▶ _Text provided_:
## START

Some of the earliest lessons I remember didn’t come from school or church. They came from my father, usually during our many fishing trips between about 1966 and 1969, when I was roughly 9 to 12 years old, in the form of long lectures that, at the time, I didn’t fully appreciate.
We’d be standing there quietly, lines in the water, not much happening — which was usually his cue. Out of nowhere, he’d start talking about history. Not the polished, textbook version, but the uncomfortable parts people tend to skip over.
He talked a lot about how Black Americans and Native Americans were treated in this country. He didn’t sugarcoat it. He talked about slavery, segregation, stolen land, broken treaties, and how entire groups of people were pushed aside once they were no longer convenient. Looking back, I realize he wasn’t trying to make me feel guilty — he was trying to make me aware.
On those same fishing trips in the late 1960s, he also talked about World War II, and especially about how the Jewish people were almost annihilated. He explained that it didn’t start with camps or ovens. It started with language, labels, separation, and the slow normalization of “us versus them.” In many cases, people didn’t see it coming because they assumed civilized societies couldn’t slide that far. They were wrong.
He also shared stories from his own life. One that stuck with me was how, growing up years earlier, he wasn’t allowed to attend an Irish school — not because of anything he had done, but simply because he was Italian. He didn’t tell that story with bitterness. He told it as fact. To him, it was just another example of how immigrant groups once had to navigate a country that hadn’t fully decided it wanted them yet.
At the time — as a kid in the late 1960s — I listened, but I also remember thinking, “What does this have to do with me and the times we live in?”
“All that stuff happened a long time ago.”
I didn’t realize then how often I would see those same patterns play out — not as hatred, but as survival instincts.
One early experience stands out.

## END

▶ _Recorded data_:
## START

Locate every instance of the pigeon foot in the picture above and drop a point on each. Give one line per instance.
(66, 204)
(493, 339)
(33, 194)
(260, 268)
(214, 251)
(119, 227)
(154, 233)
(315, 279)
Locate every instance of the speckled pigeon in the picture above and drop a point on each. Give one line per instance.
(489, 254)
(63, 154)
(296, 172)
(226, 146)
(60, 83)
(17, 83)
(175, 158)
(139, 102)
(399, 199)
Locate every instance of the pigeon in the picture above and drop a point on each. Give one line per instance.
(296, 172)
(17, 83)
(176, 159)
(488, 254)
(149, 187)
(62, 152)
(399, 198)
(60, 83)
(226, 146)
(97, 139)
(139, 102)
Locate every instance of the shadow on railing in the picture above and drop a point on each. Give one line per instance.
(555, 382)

## END

▶ _What to do_:
[1] In the essay, rewrite the passage that begins at the words "Some of the" and stops after "make me aware.", replacing "fishing trips" with "camping trips".
[2] Copy the records exactly, from the line that has "Locate every instance of the speckled" through the end of the records.

▶ _Solutions_:
[1]
Some of the earliest lessons I remember didn’t come from school or church. They came from my father, usually during our many camping trips between about 1966 and 1969, when I was roughly 9 to 12 years old, in the form of long lectures that, at the time, I didn’t fully appreciate.
We’d be standing there quietly, lines in the water, not much happening — which was usually his cue. Out of nowhere, he’d start talking about history. Not the polished, textbook version, but the uncomfortable parts people tend to skip over.
He talked a lot about how Black Americans and Native Americans were treated in this country. He didn’t sugarcoat it. He talked about slavery, segregation, stolen land, broken treaties, and how entire groups of people were pushed aside once they were no longer convenient. Looking back, I realize he wasn’t trying to make me feel guilty — he was trying to make me aware.

[2]
Locate every instance of the speckled pigeon in the picture above and drop a point on each. Give one line per instance.
(489, 254)
(63, 154)
(296, 172)
(226, 146)
(60, 83)
(17, 83)
(175, 158)
(139, 102)
(399, 199)
Locate every instance of the pigeon in the picture above and drop a point on each. Give one line per instance.
(296, 172)
(17, 83)
(176, 159)
(488, 254)
(149, 187)
(62, 152)
(399, 198)
(60, 83)
(226, 146)
(97, 139)
(139, 102)
Locate every instance of the shadow on railing in the picture above and drop a point on each. Give one line per instance.
(555, 382)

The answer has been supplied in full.